| CHALLENGE |
Can you gather every line in the items below that contains the word "shirt" and copy each one out?

| DATA LISTING |
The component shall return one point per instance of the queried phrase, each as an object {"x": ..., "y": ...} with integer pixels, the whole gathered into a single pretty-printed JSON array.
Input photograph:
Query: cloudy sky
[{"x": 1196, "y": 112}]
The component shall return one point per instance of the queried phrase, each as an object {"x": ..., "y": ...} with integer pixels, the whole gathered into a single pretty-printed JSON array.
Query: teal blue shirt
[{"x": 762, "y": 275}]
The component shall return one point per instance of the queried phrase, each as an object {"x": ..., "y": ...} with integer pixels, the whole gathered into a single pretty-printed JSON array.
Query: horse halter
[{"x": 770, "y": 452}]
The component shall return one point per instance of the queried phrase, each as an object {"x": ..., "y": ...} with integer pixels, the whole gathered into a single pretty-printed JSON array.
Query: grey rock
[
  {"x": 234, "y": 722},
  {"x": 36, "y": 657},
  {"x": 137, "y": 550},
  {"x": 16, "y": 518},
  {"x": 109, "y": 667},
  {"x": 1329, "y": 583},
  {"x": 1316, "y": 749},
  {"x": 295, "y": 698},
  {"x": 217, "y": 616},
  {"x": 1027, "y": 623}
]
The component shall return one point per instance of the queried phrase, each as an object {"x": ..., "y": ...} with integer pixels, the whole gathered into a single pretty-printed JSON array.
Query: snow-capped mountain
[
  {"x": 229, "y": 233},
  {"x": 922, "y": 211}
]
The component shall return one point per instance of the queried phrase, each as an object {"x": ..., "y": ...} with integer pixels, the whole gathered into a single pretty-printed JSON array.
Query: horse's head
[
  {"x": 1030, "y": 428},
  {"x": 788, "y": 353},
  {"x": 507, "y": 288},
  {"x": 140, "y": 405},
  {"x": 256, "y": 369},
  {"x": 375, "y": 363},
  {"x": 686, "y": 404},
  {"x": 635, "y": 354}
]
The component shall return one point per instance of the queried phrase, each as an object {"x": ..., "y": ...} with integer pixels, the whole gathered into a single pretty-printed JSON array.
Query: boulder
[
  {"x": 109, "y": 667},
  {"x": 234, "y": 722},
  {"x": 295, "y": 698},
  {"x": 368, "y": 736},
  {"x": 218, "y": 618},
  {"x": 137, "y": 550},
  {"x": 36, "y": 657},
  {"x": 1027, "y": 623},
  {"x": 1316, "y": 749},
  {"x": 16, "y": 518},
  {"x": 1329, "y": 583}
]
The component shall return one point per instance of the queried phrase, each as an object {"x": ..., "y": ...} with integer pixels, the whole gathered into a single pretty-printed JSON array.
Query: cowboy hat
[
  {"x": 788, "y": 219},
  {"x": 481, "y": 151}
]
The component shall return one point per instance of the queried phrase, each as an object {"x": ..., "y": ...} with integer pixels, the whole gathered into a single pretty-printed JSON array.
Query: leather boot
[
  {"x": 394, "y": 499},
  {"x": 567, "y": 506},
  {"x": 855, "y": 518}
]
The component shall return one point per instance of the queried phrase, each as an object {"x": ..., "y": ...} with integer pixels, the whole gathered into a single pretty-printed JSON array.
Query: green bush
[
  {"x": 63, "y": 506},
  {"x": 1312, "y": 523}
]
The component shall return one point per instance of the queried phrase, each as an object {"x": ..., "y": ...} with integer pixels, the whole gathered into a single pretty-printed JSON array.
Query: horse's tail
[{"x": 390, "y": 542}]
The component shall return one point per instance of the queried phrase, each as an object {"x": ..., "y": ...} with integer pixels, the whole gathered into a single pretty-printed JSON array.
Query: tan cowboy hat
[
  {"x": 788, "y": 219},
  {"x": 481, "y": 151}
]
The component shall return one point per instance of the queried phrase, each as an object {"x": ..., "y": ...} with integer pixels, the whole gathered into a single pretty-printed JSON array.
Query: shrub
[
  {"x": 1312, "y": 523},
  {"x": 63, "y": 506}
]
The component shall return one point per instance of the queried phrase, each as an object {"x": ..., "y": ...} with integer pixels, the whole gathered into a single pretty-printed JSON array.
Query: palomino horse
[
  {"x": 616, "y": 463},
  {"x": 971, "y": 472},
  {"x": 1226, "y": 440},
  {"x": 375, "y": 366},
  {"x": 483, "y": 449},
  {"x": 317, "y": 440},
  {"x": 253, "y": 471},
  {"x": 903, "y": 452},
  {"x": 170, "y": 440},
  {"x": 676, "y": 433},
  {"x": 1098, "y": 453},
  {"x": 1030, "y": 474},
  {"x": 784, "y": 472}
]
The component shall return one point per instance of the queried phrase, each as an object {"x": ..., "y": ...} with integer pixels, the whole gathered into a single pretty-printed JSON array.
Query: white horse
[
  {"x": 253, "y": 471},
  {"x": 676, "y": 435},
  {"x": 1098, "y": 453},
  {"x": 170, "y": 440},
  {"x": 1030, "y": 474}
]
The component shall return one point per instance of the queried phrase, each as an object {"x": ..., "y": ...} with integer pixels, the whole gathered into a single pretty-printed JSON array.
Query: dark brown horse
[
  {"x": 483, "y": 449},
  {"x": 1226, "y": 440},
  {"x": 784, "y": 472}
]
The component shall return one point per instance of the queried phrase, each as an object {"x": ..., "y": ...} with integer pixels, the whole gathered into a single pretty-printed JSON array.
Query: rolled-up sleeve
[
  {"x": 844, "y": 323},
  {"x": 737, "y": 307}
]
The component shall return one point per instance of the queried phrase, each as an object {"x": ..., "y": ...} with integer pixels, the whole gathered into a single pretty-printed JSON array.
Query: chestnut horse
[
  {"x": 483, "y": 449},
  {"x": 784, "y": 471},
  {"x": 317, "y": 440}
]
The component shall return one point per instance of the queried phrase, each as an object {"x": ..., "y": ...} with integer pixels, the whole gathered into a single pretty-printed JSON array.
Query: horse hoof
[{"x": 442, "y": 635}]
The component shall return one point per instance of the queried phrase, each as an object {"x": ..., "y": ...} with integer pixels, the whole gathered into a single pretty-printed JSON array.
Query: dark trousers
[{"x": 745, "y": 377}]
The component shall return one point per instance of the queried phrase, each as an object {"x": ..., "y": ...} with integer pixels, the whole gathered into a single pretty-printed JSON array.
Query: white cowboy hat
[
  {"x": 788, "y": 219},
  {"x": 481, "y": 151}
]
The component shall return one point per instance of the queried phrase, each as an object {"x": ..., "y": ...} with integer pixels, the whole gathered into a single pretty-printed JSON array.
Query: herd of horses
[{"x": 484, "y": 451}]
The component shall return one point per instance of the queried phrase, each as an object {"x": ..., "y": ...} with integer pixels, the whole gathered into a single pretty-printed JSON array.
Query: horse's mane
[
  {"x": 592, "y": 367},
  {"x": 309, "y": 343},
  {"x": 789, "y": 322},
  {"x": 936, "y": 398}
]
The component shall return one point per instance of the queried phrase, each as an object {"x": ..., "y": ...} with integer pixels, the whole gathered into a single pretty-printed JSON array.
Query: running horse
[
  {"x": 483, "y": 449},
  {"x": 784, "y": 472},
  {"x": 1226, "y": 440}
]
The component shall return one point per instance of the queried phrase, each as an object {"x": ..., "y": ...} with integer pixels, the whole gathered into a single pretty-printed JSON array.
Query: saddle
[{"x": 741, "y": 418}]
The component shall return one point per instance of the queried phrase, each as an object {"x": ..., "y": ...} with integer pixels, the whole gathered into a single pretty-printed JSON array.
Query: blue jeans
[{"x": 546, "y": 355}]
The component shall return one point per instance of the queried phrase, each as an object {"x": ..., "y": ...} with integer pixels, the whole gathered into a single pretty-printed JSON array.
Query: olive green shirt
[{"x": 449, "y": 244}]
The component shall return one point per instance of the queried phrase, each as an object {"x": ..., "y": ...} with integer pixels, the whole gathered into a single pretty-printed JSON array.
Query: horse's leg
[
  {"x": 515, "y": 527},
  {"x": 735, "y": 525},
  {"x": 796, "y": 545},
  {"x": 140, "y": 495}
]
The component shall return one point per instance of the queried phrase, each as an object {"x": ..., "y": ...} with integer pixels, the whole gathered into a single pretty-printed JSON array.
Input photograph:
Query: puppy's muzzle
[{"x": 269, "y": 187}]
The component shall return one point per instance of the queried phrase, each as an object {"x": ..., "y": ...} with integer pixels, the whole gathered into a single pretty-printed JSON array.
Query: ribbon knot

| EXERCISE ANSWER |
Query: teal blue shirt
Query: olive green shirt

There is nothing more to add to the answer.